**Exercise goal**
The result should be a full, exact repeat of the entries, free of pictures.

**Data for the task**
════════════════════
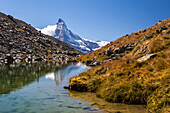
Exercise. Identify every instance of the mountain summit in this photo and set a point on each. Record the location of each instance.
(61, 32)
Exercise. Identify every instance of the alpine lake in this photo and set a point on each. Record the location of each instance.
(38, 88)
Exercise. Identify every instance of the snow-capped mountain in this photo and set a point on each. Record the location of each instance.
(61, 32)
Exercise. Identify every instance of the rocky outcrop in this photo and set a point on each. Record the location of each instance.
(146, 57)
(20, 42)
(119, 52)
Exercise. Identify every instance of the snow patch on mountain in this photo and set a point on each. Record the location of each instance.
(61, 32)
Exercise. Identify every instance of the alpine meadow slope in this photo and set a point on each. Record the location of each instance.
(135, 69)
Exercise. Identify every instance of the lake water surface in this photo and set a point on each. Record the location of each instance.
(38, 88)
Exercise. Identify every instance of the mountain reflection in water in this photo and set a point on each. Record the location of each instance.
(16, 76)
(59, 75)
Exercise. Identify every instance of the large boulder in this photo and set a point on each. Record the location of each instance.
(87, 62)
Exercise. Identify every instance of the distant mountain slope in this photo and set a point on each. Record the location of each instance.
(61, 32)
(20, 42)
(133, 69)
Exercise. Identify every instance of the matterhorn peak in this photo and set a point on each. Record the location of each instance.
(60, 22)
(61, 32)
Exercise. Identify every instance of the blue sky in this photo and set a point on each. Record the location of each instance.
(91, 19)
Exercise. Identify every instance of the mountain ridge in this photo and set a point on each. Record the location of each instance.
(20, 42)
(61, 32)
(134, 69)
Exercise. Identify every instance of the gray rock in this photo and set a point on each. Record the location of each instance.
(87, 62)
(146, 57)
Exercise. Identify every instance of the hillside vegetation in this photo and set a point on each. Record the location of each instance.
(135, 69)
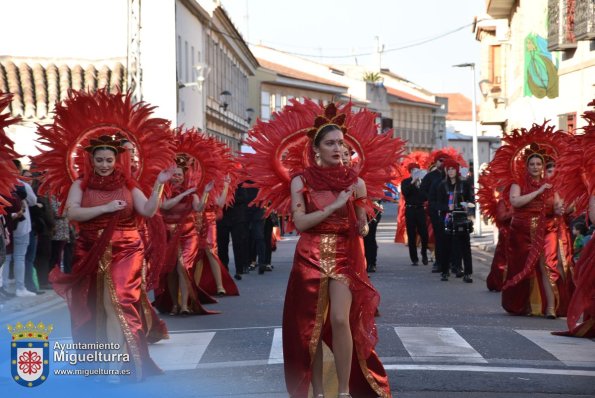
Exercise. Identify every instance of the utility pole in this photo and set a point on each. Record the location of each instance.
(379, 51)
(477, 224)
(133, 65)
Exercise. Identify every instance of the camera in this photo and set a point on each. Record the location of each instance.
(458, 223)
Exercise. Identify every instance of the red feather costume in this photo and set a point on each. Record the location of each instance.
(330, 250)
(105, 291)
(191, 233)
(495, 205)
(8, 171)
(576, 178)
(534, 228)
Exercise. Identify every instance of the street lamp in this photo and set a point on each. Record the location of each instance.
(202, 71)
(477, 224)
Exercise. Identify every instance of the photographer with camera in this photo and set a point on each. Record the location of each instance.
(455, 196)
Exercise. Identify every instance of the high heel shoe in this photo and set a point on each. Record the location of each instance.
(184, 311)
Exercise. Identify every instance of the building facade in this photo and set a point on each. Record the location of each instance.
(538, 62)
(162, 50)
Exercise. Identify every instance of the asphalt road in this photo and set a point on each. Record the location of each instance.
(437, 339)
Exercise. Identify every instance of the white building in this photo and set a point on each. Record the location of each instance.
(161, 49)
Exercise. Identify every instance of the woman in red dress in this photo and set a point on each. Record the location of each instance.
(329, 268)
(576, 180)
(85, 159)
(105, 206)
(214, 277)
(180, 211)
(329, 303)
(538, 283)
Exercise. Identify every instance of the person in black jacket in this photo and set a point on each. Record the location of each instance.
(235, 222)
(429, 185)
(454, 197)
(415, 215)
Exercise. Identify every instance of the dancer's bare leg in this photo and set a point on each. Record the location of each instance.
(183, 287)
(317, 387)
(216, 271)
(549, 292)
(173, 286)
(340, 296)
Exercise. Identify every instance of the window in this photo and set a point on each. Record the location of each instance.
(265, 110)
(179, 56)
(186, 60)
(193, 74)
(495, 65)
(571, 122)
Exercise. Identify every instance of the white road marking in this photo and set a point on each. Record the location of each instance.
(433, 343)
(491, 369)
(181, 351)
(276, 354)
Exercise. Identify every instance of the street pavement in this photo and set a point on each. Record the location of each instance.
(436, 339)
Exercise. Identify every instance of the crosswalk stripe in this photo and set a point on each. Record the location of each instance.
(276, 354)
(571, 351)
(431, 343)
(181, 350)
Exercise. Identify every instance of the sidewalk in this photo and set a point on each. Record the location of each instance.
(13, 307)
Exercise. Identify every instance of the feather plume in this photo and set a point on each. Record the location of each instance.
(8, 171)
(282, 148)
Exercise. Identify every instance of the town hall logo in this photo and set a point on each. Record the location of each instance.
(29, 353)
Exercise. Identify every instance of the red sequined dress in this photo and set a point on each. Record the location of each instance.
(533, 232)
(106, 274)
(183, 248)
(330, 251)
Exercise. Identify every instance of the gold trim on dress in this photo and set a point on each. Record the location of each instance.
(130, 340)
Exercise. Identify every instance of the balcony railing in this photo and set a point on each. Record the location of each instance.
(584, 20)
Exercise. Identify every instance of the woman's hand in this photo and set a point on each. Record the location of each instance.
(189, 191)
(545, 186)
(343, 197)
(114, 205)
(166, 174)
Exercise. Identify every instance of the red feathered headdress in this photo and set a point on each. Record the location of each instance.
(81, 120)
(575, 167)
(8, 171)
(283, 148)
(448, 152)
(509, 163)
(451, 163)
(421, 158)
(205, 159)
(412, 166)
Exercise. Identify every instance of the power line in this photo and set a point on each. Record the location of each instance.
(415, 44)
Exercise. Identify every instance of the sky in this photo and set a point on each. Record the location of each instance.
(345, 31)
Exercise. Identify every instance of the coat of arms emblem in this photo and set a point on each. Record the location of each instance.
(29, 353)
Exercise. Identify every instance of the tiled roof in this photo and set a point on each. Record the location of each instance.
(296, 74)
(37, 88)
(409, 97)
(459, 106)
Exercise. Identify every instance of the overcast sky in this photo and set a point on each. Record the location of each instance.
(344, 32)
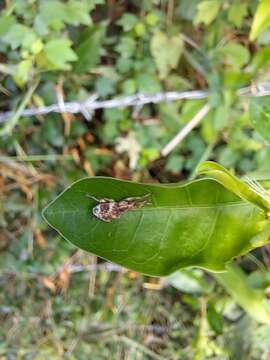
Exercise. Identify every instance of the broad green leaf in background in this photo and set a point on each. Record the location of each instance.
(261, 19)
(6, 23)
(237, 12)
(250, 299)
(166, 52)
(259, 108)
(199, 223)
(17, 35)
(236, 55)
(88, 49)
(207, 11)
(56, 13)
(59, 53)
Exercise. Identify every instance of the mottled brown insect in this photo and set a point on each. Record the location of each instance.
════════════════════
**Written answer**
Exercise. Identify every instance of the mountain summit in this photo and set a point on each. Record the location of each instance.
(61, 32)
Exercise. Identify every instance of the alpine lake in this photo and set a point on each. Record the location of each instance.
(38, 88)
Exercise. Identify every instance of the snow-capped mountain in this photo and set a point on each. Record the location of each instance.
(61, 32)
Exercise. Identify every instance of the rocky outcrop in this photo and set a point on each. Record the location of each instance.
(146, 57)
(20, 42)
(119, 52)
Exercise. Identify every instance of the snow patch on mountain in this photo and set a point on each. Record the location of each instance.
(61, 32)
Exercise. Identify every instance of the alpine meadow slope in this photo and set a point on each. Record the location of each instance.
(135, 69)
Exercise. Identify every instance of the lake water surface in this photo and set a point on each. Record the location of each instance.
(38, 88)
Exercise. Identify every instance of the mountain reflection in water in this photo and set a point on each. Record the location of each instance.
(16, 76)
(59, 75)
Exercise. Identify every instance of the large boulder in this photo and set a point on each. Record the location of each instance.
(87, 62)
Exercise. Identify every instance of the distant mountain slope in this photo and set a point on each. Record the location of each instance.
(61, 32)
(20, 42)
(133, 69)
Exercise. Identify every instance of the matterhorn peak in this photo and set a point on each. Record the location of each instance.
(60, 22)
(61, 32)
Exercise. Identify every instance of the blue sky in this photo and set a point on each. Record the location of each instance.
(91, 19)
Exercise. Identify every instance of the mountain ridge in this photo and set a point on each. Record the location of each instance.
(20, 42)
(61, 32)
(134, 69)
Exercise. Identify every instance of the gray rock in this photo and set a point on each. Record the location of each instance.
(87, 62)
(146, 57)
Exercise. Identify every instance of the hillside vegetation in this photo and set a point on each. Record the location of each instance.
(135, 69)
Exercise. Identify every instance of the utility pole in this photo and set a point on each. Record the location of each instance.
(379, 51)
(477, 224)
(133, 65)
Exercise. Identify every instance of the camera in this photo and set a point on each. Record the location of each instance.
(458, 223)
Exercise. Identify every instance of the red feather costume in this photo and set a point on each. Record the location of each instance.
(330, 250)
(105, 291)
(191, 233)
(495, 205)
(8, 171)
(576, 178)
(534, 228)
Exercise. Identify every instance of the street lamp in this photo and set a point on each. Record the location of each instance.
(202, 71)
(477, 224)
Exercise. Identify every instance of the photographer with camera in this photo and set a point on each. Record the location of each instance.
(455, 196)
Exercise. Identify every instance of the high heel shoe in this photo and set a point on each. Record the location of each instance.
(184, 311)
Exercise. Identify every instance of the building facade in this photo and set a point on each. Record the location of each instance.
(538, 62)
(162, 50)
Exercise. Identify every instance of the asphalt road in this photo and set a point on each. Record the location of each instance.
(437, 339)
Exercise. Identify every instance of the white building in this photo and set a point on each. Record the location of each instance.
(161, 49)
Exercise. Identify every instance of the woman in red dress in this photo and set a point on each. Record the location of each instance.
(329, 268)
(576, 180)
(85, 159)
(105, 206)
(214, 277)
(180, 211)
(329, 303)
(538, 283)
Exercise. Identify every instance of the person in black jacket in this photo and set a point on each. Record the location of each instance.
(235, 222)
(429, 185)
(454, 197)
(415, 215)
Exercise. Identify every instance of the dancer's bare leg in this photo and set a point on each. Record the location of each instance.
(183, 287)
(317, 387)
(216, 271)
(549, 292)
(173, 286)
(340, 296)
Exercise. Identify every instance of the window in this photo and set a point on each. Record the location of each instance.
(265, 110)
(179, 56)
(186, 60)
(193, 74)
(495, 65)
(571, 122)
Exercise. Identify every instance of the white road marking in this photo and set a point on each. Record the location of each instance.
(433, 343)
(491, 369)
(181, 351)
(276, 354)
Exercise. Identify every instance of the street pavement in this photo and set a point on each. Record the location of each instance.
(436, 339)
Exercise. Identify every instance of the crosswalk stripe in this photo and set a point on each. Record the location of each instance.
(276, 354)
(571, 351)
(431, 343)
(181, 350)
Exercise. Identify every instance of the sidewalk in this photo and set a point on each. Record the location of each instance.
(13, 307)
Exercise. Identify every instance of the feather plume in this photo and set a point on each. Record the location of each instance.
(8, 171)
(282, 148)
Exercise. Identify every instance of the town hall logo in this photo and set a point on each. Record the location of each instance.
(29, 353)
Exercise. Identify every instance of the red sequined dress in this photo and set a point on each. Record the location of each instance.
(533, 232)
(106, 274)
(183, 248)
(330, 251)
Exercise. Identify every instance of the gold trim on dress in this photo and set a point on each. Record the location of each instance.
(130, 340)
Exercise. Identify every instance of the balcony railing in this photo and set a point on each. Record the location of each instance.
(584, 20)
Exercise. Identify every instance of the woman's hand in this photo and set a point on each. Record the location of each instance.
(189, 191)
(545, 186)
(343, 197)
(114, 205)
(166, 174)
Exercise. Identify every instance of the red feathered headdress in this photo and set a point on each. Record the location of each instance.
(81, 120)
(575, 167)
(8, 171)
(283, 148)
(448, 152)
(509, 163)
(451, 163)
(421, 158)
(205, 159)
(412, 166)
Exercise. Identify every instance of the power line in this photo and set a point on each. Record the location of each instance.
(415, 44)
Exercise. Identify every instance of the sky in this photo and set a point on each. Record the location of each instance.
(345, 31)
Exercise. Identify every instance of the coat of arms emblem in this photo and set a point on each. Record the location of each instance.
(29, 353)
Exercise. Identify every instance of the tiled roof in this photo and set a point on each. Record the location of each instance.
(296, 74)
(37, 88)
(409, 97)
(459, 106)
Exercise. Identify every instance of the overcast sky in this photo and set a point on each. Record the location of each instance.
(344, 32)
Exercise. Identify every instance of the broad green leaf in background in this photo and set a point on each. Record the location of each instance.
(261, 19)
(6, 23)
(237, 12)
(250, 299)
(166, 52)
(259, 108)
(199, 223)
(17, 35)
(236, 55)
(88, 49)
(207, 11)
(56, 13)
(59, 53)
Exercise. Identify every instance of the mottled brown insect in this photo and set a point on each. Record the location of each instance.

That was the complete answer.